▸ Text shown
Many viewers of Daktari thought that Yale Summers was perfect as Jack Dane. His rapport with animals and Cheryl Miller (his co-star and potential love interest in the show) suggested a long-term stay with the TV series.
But all was not as it seemed behind the scenes!
Revealing The Truth
Very little background has been written about the time Summers spent with the show. However, a recently discovered newspaper article has proved him to be outspokenly honest about what he thought of Daktari.
The article even offers clues as to why he quit the series before its final season, and why he later became a longtime union activist.
Appearing in Daktari
Yale Summers was a founding cast member of Daktari in 1966 coming directly from “General Hospital”, the daily afternoon soap.

▸ Assignment 1
Reproduce the portion of the Yale Summers text between "Revealing The Truth" and "longtime union activist.", inclusive.
▸ Assignment 2
Pick up the Yale Summers text after its last sentence and carry it on.

▸ Record set

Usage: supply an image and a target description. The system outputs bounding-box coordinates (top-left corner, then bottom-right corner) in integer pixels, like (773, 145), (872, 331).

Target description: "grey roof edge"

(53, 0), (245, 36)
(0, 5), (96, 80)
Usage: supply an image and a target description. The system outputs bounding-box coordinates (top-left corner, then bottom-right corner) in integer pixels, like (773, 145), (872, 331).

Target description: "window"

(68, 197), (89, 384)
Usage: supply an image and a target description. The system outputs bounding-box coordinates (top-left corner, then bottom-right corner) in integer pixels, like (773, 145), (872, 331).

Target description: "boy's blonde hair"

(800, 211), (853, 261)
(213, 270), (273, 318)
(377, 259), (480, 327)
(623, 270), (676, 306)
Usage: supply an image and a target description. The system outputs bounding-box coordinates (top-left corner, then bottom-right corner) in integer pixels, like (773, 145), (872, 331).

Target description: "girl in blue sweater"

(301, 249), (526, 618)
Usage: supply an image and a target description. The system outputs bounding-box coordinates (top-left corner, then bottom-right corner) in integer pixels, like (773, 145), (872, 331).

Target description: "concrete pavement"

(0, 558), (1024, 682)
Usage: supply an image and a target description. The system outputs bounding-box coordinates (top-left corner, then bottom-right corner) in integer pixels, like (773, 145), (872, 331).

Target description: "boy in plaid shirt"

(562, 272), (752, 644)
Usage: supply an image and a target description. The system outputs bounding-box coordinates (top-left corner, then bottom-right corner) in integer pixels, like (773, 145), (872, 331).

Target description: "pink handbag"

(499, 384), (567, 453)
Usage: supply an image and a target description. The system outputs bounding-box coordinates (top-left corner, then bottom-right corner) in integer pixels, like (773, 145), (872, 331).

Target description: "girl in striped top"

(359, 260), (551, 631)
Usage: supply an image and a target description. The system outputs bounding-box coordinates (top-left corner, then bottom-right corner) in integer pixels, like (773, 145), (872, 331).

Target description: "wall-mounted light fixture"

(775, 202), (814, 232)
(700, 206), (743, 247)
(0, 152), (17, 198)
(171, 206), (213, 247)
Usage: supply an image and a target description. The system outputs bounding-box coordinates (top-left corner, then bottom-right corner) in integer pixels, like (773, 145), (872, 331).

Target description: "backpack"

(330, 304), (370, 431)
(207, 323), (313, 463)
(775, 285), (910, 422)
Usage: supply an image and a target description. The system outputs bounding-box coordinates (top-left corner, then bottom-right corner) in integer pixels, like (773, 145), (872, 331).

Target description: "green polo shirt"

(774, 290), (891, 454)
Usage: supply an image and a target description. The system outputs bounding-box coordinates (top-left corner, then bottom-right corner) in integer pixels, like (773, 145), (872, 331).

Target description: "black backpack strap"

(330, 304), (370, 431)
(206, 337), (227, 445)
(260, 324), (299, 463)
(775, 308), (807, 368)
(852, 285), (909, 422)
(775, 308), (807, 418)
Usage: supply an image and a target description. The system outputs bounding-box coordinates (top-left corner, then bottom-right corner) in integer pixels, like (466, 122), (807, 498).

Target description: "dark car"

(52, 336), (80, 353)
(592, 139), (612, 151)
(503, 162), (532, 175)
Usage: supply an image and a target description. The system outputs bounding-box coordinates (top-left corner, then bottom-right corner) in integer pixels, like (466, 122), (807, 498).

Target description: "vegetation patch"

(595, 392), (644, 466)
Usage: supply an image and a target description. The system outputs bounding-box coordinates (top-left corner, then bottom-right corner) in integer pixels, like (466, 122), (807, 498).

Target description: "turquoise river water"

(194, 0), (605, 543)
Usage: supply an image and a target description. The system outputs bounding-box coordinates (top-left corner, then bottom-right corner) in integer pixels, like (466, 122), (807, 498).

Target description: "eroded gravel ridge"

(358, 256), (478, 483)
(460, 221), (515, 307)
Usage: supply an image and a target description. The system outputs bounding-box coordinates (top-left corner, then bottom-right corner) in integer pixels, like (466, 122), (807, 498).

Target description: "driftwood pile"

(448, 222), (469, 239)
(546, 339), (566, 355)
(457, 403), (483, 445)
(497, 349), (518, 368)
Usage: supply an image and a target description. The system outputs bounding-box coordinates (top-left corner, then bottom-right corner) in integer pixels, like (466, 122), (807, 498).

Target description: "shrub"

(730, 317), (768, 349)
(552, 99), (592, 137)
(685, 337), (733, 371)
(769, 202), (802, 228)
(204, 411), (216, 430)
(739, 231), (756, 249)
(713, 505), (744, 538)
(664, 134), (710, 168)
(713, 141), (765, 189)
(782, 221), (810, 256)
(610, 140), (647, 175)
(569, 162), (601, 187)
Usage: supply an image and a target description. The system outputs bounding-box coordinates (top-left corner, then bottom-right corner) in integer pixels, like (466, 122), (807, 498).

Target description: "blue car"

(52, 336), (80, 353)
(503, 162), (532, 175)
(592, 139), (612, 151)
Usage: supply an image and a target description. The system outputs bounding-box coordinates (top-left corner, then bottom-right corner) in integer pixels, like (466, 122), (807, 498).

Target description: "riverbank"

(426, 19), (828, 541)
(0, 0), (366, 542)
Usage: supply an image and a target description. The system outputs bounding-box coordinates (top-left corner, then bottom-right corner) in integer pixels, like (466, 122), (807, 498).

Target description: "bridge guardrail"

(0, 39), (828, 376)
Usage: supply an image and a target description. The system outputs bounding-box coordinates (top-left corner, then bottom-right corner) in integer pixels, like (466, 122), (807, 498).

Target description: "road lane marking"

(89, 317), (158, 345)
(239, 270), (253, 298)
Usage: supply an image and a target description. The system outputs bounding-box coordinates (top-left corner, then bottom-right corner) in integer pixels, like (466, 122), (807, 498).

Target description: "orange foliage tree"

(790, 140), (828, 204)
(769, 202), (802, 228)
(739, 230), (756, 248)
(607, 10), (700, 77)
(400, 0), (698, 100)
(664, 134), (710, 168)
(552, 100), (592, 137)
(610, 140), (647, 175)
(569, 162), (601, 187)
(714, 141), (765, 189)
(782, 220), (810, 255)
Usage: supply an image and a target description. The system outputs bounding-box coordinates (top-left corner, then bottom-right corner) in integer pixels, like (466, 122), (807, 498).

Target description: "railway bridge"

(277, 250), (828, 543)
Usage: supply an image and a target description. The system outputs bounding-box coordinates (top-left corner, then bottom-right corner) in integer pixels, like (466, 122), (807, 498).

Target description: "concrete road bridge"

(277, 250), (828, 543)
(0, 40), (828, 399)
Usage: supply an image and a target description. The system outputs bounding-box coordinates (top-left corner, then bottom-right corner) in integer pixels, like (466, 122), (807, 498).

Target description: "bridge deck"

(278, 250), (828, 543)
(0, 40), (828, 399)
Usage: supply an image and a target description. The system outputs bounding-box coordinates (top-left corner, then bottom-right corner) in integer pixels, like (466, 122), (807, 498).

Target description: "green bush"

▸ Answer box 1
Revealing The Truth
Very little background has been written about the time Summers spent with the show. However, a recently discovered newspaper article has proved him to be outspokenly honest about what he thought of Daktari.
The article even offers clues as to why he quit the series before its final season, and why he later became a longtime union activist.

▸ Answer box 2
In doing so, the article reveals he discovered that “Producers don’t exactly give actors who appear on afternoon series due regard. I told them I was appearing on “General Hospital” and got a sort of embarrassed laugh in return. They wanted to know what I had done in bigger shows. And all the time I thought it would be a great credit in my favor appearing on what is really a live daily show. This is a funny business.”
Summers actually read for and received his role as Jack Dane on one day, was given his familiar blue shirt and jeans costume on the next and filmed his first scene with Clarence the lion on the third day. This was without any knowledge of animals or how they would react.
In fact, Summers’ honesty about this situation even revealed itself in an official Daktari press release in which he is quoted as saying “I never wanted to be an actor and I always had an ambivalence about animals.”
Although one might think his move to Daktari was a step up the TV ladder, Summers felt that he had “stepped down in quality”. He apparently agreed with Marshall Thompson, the star of the series, that the quality of the scripts was proving to be a problem.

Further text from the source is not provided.